## What this task involves
Among the entries below, find the lines with the word "positive" and return them.

Stored data entries
[Start of Attachment]
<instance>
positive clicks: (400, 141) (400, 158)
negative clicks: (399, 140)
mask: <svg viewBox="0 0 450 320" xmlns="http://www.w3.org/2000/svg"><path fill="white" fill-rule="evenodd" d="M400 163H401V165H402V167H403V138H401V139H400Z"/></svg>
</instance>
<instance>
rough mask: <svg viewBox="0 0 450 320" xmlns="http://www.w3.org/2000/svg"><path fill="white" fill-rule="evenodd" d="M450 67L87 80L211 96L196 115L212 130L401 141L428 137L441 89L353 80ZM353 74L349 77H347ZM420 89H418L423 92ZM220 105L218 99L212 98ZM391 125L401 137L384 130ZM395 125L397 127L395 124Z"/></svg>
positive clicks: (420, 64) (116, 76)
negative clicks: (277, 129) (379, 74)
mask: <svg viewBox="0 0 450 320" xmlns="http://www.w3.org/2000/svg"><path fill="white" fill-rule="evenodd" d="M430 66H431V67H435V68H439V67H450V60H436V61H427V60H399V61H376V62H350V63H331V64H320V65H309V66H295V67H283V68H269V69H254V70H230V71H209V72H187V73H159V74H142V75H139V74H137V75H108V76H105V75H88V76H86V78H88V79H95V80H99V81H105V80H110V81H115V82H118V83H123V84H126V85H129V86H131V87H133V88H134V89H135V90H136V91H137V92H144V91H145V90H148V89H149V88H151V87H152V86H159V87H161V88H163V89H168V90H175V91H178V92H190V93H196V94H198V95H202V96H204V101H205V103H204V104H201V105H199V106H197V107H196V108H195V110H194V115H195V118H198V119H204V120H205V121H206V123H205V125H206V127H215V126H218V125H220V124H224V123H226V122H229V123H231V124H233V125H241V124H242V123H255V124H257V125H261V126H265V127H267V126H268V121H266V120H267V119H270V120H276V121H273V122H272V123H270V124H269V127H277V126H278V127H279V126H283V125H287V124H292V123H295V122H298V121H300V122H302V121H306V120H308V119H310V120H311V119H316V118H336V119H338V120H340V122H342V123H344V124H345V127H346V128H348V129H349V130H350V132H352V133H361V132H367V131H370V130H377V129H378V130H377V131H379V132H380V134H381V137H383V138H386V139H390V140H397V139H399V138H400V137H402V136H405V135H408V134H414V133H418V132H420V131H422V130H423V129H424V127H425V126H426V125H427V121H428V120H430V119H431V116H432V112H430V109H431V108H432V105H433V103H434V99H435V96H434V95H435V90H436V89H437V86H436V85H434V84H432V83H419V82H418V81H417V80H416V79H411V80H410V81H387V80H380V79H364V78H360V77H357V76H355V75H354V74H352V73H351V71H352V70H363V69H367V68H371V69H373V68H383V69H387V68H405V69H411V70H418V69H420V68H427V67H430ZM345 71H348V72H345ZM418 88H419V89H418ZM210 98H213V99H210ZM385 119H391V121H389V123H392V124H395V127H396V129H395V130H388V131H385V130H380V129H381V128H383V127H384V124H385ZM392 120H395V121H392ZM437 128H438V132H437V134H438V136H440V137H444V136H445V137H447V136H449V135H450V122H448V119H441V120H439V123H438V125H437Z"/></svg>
[End of Attachment]
## Completed task
positive clicks: (400, 141) (400, 158)
positive clicks: (420, 64) (116, 76)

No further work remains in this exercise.